--- Source excerpt ---
问题
I have n asp.net 2.0 app. I am trying to upload a file and read lines and display them in a textbox. This works fine for a .txt file. But if I do a word doc, I get all kinds of jibberish (looks like xml-based formatting) surroudning the text. Here is my code...
Dim s As New StringBuilder
Dim rdr As StreamReader
If FileUpload1.HasFile Then
rdr = New StreamReader(FileUpload1.FileContent)
Do Until rdr.EndOfStream
s.Append(rdr.ReadLine() & ControlChars.NewLine)
Loop
TextBox1.Text = s.toString()
End If
回答1:
StreamReader doesn't support Word-formatted files. It just reads streams of characters. You need to use some kind of specifically-Word-capable library. This isn't an easy problem at all - it's not always clear how you would convert any portion of a Word document into plaintext.
回答2:
But if I do a word doc, I get all kinds of jibberish (looks like xml-based formatting) surroudning the text.
That's because the Word document file contains that xml-based formatting. You will see the same thing, if you use a dumb text reader (e.g. Notepad.exe
, or e.g. type
from the command-line) to see what's in the file.
To extract the text from the surrounding formatting, you'll need to use software (e.g. Word itself, winword.exe
) to save or get the document in plain-text format.

--- Record extracts ---
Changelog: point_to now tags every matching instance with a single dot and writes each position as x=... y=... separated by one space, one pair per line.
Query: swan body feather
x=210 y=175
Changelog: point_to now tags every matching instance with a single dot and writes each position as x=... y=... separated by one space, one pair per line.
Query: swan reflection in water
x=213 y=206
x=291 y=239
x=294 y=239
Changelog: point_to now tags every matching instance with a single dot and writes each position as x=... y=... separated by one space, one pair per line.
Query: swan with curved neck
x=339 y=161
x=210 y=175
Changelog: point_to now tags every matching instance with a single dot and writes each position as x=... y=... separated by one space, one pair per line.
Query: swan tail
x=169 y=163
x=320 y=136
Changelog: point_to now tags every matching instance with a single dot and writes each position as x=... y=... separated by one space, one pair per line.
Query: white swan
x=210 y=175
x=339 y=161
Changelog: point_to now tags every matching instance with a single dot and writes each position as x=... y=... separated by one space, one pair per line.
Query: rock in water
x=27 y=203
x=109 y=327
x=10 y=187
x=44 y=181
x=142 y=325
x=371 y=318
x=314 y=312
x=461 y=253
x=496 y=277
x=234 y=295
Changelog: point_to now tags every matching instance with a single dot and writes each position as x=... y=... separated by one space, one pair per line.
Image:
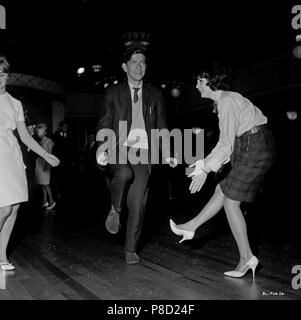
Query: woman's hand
x=51 y=159
x=197 y=182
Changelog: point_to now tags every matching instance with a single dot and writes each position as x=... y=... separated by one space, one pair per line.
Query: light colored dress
x=42 y=168
x=13 y=183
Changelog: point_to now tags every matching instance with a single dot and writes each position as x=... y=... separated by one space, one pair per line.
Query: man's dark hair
x=217 y=75
x=127 y=55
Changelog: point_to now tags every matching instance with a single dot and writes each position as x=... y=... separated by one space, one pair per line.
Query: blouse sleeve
x=228 y=115
x=49 y=146
x=20 y=116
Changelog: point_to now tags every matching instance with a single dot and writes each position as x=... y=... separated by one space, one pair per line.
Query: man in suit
x=140 y=108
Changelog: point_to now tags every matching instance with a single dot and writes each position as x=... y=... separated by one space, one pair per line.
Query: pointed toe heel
x=251 y=264
x=187 y=235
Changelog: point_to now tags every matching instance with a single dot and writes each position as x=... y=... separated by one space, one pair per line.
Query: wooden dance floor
x=57 y=259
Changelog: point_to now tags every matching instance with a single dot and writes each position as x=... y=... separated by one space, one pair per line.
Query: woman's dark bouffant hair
x=218 y=76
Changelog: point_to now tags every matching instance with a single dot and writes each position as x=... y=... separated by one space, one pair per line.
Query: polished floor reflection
x=67 y=254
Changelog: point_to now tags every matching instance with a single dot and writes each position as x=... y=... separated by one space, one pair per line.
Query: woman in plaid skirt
x=247 y=142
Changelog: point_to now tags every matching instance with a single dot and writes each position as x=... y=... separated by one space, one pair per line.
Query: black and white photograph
x=149 y=153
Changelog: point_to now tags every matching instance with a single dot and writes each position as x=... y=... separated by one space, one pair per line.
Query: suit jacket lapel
x=145 y=101
x=126 y=96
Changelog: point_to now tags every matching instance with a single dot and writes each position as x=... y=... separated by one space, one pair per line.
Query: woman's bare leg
x=239 y=229
x=213 y=206
x=49 y=193
x=7 y=229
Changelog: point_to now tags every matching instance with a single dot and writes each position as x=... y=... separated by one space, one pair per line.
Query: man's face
x=135 y=68
x=203 y=88
x=3 y=79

--- Work instructions ---
1. Reproduce the entire forum thread about reading an uploaded Word file with StreamReader, word for word.
2. List every line in the listing that contains the word "reflection", with matches counting only when the case agrees.

--- Solutions for each task ---
1.
问题
I have n asp.net 2.0 app. I am trying to upload a file and read lines and display them in a textbox. This works fine for a .txt file. But if I do a word doc, I get all kinds of jibberish (looks like xml-based formatting) surroudning the text. Here is my code...
Dim s As New StringBuilder
Dim rdr As StreamReader
If FileUpload1.HasFile Then
rdr = New StreamReader(FileUpload1.FileContent)
Do Until rdr.EndOfStream
s.Append(rdr.ReadLine() & ControlChars.NewLine)
Loop
TextBox1.Text = s.toString()
End If
回答1:
StreamReader doesn't support Word-formatted files. It just reads streams of characters. You need to use some kind of specifically-Word-capable library. This isn't an easy problem at all - it's not always clear how you would convert any portion of a Word document into plaintext.
回答2:
But if I do a word doc, I get all kinds of jibberish (looks like xml-based formatting) surroudning the text.
That's because the Word document file contains that xml-based formatting. You will see the same thing, if you use a dumb text reader (e.g. Notepad.exe
, or e.g. type
from the command-line) to see what's in the file.
To extract the text from the surrounding formatting, you'll need to use software (e.g. Word itself, winword.exe
) to save or get the document in plain-text format.

2.
Query: swan reflection in water
Query: polished floor reflection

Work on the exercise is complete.